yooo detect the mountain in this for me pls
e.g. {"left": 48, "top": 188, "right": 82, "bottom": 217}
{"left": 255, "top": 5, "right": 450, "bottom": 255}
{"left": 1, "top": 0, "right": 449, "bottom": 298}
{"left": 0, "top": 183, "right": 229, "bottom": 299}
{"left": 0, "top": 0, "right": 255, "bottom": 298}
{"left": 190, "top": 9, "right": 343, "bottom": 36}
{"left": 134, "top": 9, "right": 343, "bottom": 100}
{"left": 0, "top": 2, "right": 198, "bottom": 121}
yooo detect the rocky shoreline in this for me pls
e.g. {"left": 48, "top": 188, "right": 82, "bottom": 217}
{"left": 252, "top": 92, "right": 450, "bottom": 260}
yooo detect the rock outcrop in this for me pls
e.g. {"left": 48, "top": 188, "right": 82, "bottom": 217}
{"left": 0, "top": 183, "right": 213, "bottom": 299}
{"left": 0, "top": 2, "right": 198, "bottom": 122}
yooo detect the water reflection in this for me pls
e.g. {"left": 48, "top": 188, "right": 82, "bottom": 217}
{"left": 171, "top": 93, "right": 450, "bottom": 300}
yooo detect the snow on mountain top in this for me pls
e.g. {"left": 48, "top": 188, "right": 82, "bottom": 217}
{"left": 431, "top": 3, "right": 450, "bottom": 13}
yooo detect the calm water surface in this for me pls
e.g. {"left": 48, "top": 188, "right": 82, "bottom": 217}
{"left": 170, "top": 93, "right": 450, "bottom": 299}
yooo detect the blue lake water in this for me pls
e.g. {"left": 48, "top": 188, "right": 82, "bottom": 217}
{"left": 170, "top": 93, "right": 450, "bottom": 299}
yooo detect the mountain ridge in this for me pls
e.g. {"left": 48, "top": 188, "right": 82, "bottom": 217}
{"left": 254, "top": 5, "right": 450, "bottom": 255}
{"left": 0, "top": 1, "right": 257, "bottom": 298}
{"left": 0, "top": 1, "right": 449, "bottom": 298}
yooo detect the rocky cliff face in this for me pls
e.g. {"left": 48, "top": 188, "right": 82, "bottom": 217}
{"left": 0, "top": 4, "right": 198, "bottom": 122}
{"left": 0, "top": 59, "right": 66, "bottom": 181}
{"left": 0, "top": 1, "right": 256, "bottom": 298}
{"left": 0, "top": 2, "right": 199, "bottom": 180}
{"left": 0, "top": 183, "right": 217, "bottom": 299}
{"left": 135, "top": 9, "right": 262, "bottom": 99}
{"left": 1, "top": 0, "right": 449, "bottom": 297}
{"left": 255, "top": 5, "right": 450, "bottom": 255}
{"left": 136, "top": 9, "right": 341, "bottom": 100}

= AIM OF THE EXERCISE =
In your response, give all the records again with nothing altered.

= EXERCISE RESPONSE =
yooo detect the mountain in this for me pls
e.g. {"left": 48, "top": 188, "right": 82, "bottom": 217}
{"left": 255, "top": 5, "right": 450, "bottom": 255}
{"left": 1, "top": 0, "right": 449, "bottom": 298}
{"left": 0, "top": 183, "right": 229, "bottom": 299}
{"left": 0, "top": 0, "right": 255, "bottom": 298}
{"left": 190, "top": 9, "right": 343, "bottom": 36}
{"left": 134, "top": 9, "right": 343, "bottom": 100}
{"left": 0, "top": 2, "right": 198, "bottom": 121}
yooo detect the rocky shoreline in this for me pls
e.g. {"left": 48, "top": 188, "right": 82, "bottom": 217}
{"left": 252, "top": 92, "right": 450, "bottom": 260}
yooo detect the rock outcrop in this for me pls
e.g. {"left": 48, "top": 188, "right": 82, "bottom": 217}
{"left": 0, "top": 183, "right": 213, "bottom": 299}
{"left": 0, "top": 2, "right": 198, "bottom": 122}
yooo detect the water reflection in this for me pls
e.g. {"left": 48, "top": 188, "right": 82, "bottom": 217}
{"left": 171, "top": 93, "right": 450, "bottom": 300}
yooo detect the snow on mountain top in this for me pls
e.g. {"left": 48, "top": 188, "right": 82, "bottom": 217}
{"left": 431, "top": 3, "right": 450, "bottom": 13}
yooo detect the calm water surface in this for me pls
e.g. {"left": 48, "top": 188, "right": 82, "bottom": 217}
{"left": 170, "top": 93, "right": 450, "bottom": 299}
yooo detect the blue lake water in this for me pls
e.g. {"left": 48, "top": 188, "right": 82, "bottom": 217}
{"left": 170, "top": 93, "right": 450, "bottom": 299}
yooo detect the mountain ridge in this for me pls
e.g. {"left": 48, "top": 188, "right": 82, "bottom": 217}
{"left": 254, "top": 5, "right": 450, "bottom": 255}
{"left": 0, "top": 1, "right": 257, "bottom": 298}
{"left": 0, "top": 1, "right": 449, "bottom": 298}
yooo detect the rocky cliff face in this for me pls
e.g. {"left": 48, "top": 188, "right": 82, "bottom": 217}
{"left": 0, "top": 4, "right": 198, "bottom": 122}
{"left": 0, "top": 59, "right": 66, "bottom": 181}
{"left": 0, "top": 1, "right": 256, "bottom": 298}
{"left": 0, "top": 2, "right": 199, "bottom": 180}
{"left": 0, "top": 183, "right": 217, "bottom": 299}
{"left": 135, "top": 9, "right": 262, "bottom": 99}
{"left": 1, "top": 0, "right": 449, "bottom": 297}
{"left": 255, "top": 5, "right": 450, "bottom": 255}
{"left": 136, "top": 9, "right": 341, "bottom": 100}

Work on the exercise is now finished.